### Opdracht
Geef alle records hieronder woord voor woord terug, maar laat de afbeeldingen weg.

### Bijbehorende records

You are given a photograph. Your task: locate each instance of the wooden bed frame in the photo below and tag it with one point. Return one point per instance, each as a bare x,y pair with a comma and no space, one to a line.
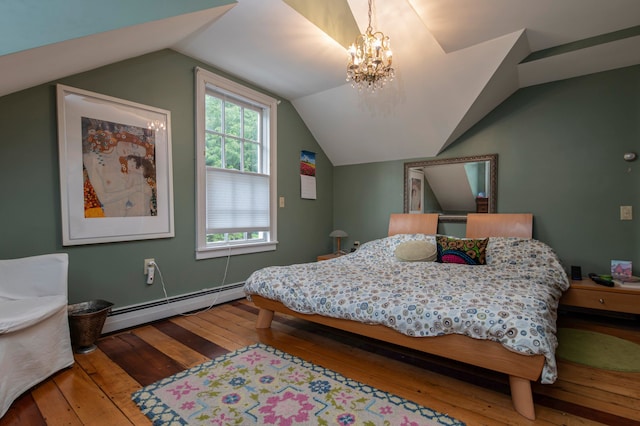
521,369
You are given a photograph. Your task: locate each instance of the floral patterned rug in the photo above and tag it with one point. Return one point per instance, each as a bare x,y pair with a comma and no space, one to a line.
262,385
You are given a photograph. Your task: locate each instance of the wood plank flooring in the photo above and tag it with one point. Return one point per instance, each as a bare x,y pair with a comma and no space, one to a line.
97,389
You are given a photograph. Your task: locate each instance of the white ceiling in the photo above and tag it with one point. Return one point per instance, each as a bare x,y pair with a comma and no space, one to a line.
455,61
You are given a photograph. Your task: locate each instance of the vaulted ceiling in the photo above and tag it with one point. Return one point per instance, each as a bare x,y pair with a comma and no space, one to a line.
455,60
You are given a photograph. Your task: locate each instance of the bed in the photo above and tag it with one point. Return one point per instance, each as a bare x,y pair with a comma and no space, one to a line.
434,307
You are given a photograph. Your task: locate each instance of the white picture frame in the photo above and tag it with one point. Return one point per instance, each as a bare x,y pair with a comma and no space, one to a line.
116,181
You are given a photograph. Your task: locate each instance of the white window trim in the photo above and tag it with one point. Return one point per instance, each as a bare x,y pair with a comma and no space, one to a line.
204,78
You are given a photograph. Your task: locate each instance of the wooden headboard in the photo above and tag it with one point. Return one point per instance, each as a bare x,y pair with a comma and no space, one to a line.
482,225
413,223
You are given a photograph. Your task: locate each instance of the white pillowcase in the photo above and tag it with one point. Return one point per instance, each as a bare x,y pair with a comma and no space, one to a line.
416,251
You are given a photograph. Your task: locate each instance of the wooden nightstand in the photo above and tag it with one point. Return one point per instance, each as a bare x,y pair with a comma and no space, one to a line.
328,256
587,294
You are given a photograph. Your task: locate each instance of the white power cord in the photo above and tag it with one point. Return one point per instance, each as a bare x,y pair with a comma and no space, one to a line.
155,266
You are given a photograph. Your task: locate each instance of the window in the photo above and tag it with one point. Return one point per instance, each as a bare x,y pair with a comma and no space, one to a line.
236,174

### Volledige uitvoer
You are given a photograph. Your task: locate each instance of the wooden bed frame in the photo below and tag it with one point. Return one point per instance, each as a bare x,y pair with a comma and no space, one to a line.
521,369
You are given a photograph. Your task: locate each instance of the floral patterned rug in the photo above and tag it with one point. Return one point per instance, each as a bare x,y pair with a comma and no space, one to a line.
262,385
You are given a photograph. Your task: locate each instance of the wood plank flooring in the photo above and tag it with one point. Return one point per instance, each as a bare x,y pair with a comma and no space, one to a line.
97,389
You are given a photograph. Your task: locate each instance of the white ceiling in the photo above and tag it with one point. Return one point per instance, each as a bare x,y pair with a comma and no space, one to a line.
455,61
You are given a photograph. Your task: locate each instance of the vaulted ceiling in the photo above and tag it with one point. Return one point per instance, each as a bare x,y pair with a comma and no space, one to a line.
455,60
You are given a photograph. Your task: locate each instance of the bed in the photo above and tag it with one point. Return one point per instance, each as a bare x,y pair with a comma and no space, one to a line.
434,307
You are given a photograph. Your task: locate each instance of the white picture frame in the photo above and tag it with one point. Return one point per instance, each as a bare x,y pair with a comma and no space, one to a line.
116,181
You are given a photograph. Your task: locate each instance of the white window trim in the photo above and tag it with one point. Return one point per instance, each as a bare x,y pair with a comma and no space, one to a line.
204,78
You are given a photograph. Your task: locate each instance of the wooden headboard in the photo above and tag it with one point. Return one point per instance, each as a bare x,y pair with a comma and no space, one to a line.
482,225
413,223
You are given a photograph. Your task: locate each instance of the white pillowcase in the photo above and tag it with one point. Return one point per instance, each as a bare x,y pair with a comma and no space, one to a line.
416,251
You are given a photograph. Your task: locate each instance of the wooden nightstand in the photo above and tag it with one point. Return one point per instance, each as a bare x,y pair with a comma and no space, one to a line.
328,256
587,294
You are given a photograph. Your task: locate each instance of the white power cord in the photo above and tag it with one point. Return one point per instance, each as a bare x,y pair with a comma and no space, one to a line.
155,266
You are given a photograph. Your task: locate each instance of the window in the photo above and tag it with one point. Return one point per instance, each as a bare x,y pair with a comma and no space, one to a line.
236,174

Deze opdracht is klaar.